#### DOCUMENT EXTRACT
Beyond the Duties of Care and Loyalty … the Civil Liability of Directors
In our first article on governance, entitled “Duties and Obligations of Directors: a Brief Overview”1, we summarized the main concepts underlying the duties and obligations typically associated with directors, i.e.:
- the duty of prudence and diligence (the “duty of care”) and the duty of loyalty – duties that are often associated to fiduciary duties at common law2;
- statutory liabilities (i.e. liabilities originating in legislation) specific to directors which, in several cases, were adopted to facilitate proving breaches of the duties of care and loyalty.
Must the conclusion then be that the personal responsibilities of directors are limited to these two categories? The answer is no. A director, like any natural or legal person, is also subject to the rules governing civil liability3. Directors can commit a fault causing harm for which they will be liable, despite having acted in their capacity as a director when the fault was committed.
Defining civil liability
A director’s civil liability flows from the Civil Code of Québec (“CCQ”), which “governs persons [and] relations between persons”4, and specifically from article 1457 thereof, which provides that every person must “abide by the rules of conduct incumbent on him, according to the circumstances, usage or law, so as not to cause injury to another”5. If directors do not act in accordance with these rules, they may be liable for any harm thereby caused to another person.
By way of example, a director may be personally liable for:
- making a false statement;
- falsifying a document;
- not negotiating in good faith.
Circumscribing the scope of directors’ immunity
Many will then ask: why should a director be held personally liable for actions taken in the performance of his/her duties, when he/she was acting on behalf of the corporation? The assumption behind this question is that since a director is the agent of the corporation, he/she should have immunity. That is indeed true, but only to a limited extent: directors have immunity, but it is relative and not absolute.

#### ENTRIES

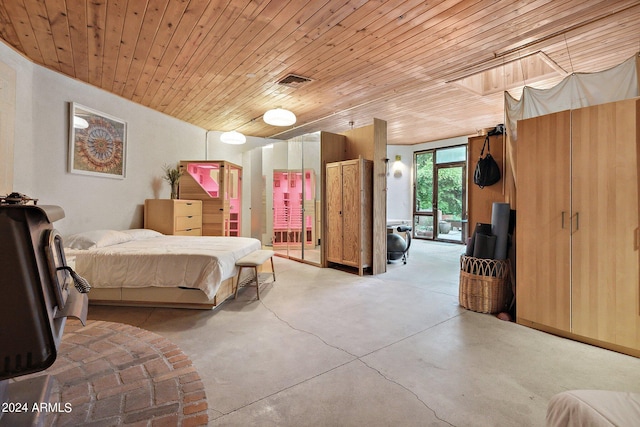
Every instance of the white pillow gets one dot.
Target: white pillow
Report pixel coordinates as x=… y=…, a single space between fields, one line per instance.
x=96 y=239
x=141 y=233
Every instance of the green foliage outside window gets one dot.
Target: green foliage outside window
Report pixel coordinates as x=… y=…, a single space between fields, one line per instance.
x=424 y=182
x=450 y=191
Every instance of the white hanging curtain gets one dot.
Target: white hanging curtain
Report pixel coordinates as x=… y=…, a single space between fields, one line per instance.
x=575 y=91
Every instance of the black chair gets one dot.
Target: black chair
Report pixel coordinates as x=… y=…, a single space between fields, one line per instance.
x=398 y=247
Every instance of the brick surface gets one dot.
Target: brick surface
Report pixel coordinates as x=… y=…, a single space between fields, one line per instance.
x=115 y=374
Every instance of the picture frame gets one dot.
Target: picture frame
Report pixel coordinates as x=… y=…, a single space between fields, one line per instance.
x=97 y=143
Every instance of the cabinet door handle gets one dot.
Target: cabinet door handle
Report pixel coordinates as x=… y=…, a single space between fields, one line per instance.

#### THE TASK
Do these statements agree with the article on directors' civil liability? Answer yes or no for each and quote the deciding words. (a) A director's civil liability flows from the Civil Code of Québec. (b) The personal responsibilities of directors are limited to the duties of care and loyalty and statutory liabilities. (c) Directors have absolute immunity. The listing has no role in this exercise.

#### RESULT OF THE TASK
(a) Yes: "A director’s civil liability flows from the Civil Code of Québec (“CCQ”)"
(b) No: "Must the conclusion then be that the personal responsibilities of directors are limited to these two categories? The answer is no."
(c) No: "directors have immunity, but it is relative and not absolute."